Give back only the lines starting with the one that contains "Plain rules. Mark every instance of the blue candle" and going on through the one that contains "x=264 y=246". Replace "single point" with "single dot" everywhere in them, and leave everything else unchanged.

MATERIAL TO PROCESS
__________

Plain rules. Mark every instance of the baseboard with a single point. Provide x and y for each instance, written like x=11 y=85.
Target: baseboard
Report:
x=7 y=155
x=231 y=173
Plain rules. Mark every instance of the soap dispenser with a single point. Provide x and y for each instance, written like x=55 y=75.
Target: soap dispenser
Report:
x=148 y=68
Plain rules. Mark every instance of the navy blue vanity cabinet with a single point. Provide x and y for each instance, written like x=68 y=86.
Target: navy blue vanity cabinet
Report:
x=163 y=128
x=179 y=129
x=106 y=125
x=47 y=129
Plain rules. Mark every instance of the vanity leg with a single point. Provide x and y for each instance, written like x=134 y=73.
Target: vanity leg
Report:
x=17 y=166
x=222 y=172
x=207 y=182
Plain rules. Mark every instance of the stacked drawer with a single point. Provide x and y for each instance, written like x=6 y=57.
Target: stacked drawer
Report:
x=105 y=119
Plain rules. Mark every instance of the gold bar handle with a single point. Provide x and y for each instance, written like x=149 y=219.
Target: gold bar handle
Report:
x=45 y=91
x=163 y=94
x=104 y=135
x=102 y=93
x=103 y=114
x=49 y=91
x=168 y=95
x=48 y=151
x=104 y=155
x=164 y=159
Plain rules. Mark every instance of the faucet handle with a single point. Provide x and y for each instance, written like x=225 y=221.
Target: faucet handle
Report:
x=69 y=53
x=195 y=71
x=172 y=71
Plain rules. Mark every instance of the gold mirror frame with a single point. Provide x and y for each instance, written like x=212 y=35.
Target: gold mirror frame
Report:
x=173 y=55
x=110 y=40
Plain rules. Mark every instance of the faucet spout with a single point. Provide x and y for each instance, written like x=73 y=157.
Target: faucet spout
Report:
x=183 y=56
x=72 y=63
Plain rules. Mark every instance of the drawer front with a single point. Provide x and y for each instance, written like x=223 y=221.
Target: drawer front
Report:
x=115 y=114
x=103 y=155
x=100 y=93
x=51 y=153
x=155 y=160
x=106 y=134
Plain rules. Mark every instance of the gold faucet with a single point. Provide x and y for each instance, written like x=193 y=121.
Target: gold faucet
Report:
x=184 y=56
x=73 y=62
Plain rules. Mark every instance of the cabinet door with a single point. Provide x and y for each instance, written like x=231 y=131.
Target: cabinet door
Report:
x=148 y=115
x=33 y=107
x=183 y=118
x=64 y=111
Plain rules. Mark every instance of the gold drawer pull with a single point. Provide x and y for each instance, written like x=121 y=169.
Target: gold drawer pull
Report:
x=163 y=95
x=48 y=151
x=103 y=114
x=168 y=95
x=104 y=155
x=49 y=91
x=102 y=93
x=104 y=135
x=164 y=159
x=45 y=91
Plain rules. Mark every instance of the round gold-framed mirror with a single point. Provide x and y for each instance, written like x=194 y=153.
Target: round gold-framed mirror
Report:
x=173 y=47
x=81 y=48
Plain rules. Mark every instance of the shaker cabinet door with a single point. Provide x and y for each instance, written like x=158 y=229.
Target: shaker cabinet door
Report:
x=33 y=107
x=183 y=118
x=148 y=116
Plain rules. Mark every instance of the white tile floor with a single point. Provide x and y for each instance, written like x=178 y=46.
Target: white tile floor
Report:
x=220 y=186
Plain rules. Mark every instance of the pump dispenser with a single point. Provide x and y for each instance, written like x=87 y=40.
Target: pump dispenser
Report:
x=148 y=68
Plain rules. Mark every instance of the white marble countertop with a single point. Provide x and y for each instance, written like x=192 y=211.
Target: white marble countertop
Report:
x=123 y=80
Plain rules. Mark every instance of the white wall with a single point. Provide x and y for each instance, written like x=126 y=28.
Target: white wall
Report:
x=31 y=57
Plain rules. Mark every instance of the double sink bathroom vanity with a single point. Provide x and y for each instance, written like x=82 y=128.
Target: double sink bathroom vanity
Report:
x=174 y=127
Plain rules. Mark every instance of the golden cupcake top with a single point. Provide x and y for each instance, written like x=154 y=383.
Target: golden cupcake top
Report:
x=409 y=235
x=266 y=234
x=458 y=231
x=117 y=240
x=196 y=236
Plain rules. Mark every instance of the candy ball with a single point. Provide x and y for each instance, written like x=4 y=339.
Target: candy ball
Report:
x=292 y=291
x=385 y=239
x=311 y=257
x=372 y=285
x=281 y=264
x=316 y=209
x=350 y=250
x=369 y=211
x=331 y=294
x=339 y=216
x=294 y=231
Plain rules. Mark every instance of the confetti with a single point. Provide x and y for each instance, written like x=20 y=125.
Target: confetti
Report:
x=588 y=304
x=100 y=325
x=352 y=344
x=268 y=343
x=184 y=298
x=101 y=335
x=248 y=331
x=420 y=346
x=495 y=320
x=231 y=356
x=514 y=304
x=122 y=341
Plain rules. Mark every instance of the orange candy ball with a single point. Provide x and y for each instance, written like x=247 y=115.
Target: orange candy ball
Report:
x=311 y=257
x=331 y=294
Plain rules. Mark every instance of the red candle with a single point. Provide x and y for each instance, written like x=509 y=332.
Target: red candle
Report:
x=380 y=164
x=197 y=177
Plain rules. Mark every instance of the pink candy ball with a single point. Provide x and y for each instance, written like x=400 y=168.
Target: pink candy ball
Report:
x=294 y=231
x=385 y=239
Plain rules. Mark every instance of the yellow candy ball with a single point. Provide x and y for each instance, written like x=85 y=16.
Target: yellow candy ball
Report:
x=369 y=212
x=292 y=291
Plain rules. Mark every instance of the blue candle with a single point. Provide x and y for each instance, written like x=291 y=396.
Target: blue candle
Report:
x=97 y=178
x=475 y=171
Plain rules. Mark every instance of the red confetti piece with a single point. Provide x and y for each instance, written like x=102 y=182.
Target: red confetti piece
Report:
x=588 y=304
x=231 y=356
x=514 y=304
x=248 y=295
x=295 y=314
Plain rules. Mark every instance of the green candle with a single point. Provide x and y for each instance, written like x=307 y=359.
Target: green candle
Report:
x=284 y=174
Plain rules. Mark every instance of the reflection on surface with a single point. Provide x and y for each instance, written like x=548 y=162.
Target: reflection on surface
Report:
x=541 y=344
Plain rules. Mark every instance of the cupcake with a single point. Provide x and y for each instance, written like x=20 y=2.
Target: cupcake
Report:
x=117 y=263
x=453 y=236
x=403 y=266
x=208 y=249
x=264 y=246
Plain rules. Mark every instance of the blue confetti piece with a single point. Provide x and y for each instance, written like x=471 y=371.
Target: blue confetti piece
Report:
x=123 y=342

__________

OUTPUT OF THE EXERCISE
Plain rules. Mark every instance of the blue candle with a single dot. Provide x and y for each instance, written like x=291 y=396.
Target: blue candle
Report:
x=97 y=178
x=475 y=171
Plain rules. Mark every instance of the red confetti piece with a single dot. Provide x and y for each instance, written like x=102 y=182.
Target: red confetti piece
Report:
x=588 y=304
x=231 y=356
x=514 y=304
x=248 y=295
x=295 y=314
Plain rules. Mark every instance of the green candle with a single dot. Provide x and y for each instance, written like x=307 y=359.
Target: green candle
Report:
x=284 y=174
Plain rules. Mark every instance of the reflection on surface with a single dot. Provide x and y for each instance, written like x=548 y=162.
Target: reflection on surface
Report:
x=541 y=344
Plain rules. Mark every instance of the cupcake with a single dot. Provide x and y for each instance, written like x=20 y=2.
Target: cupcake
Report:
x=117 y=263
x=453 y=236
x=403 y=266
x=208 y=249
x=264 y=246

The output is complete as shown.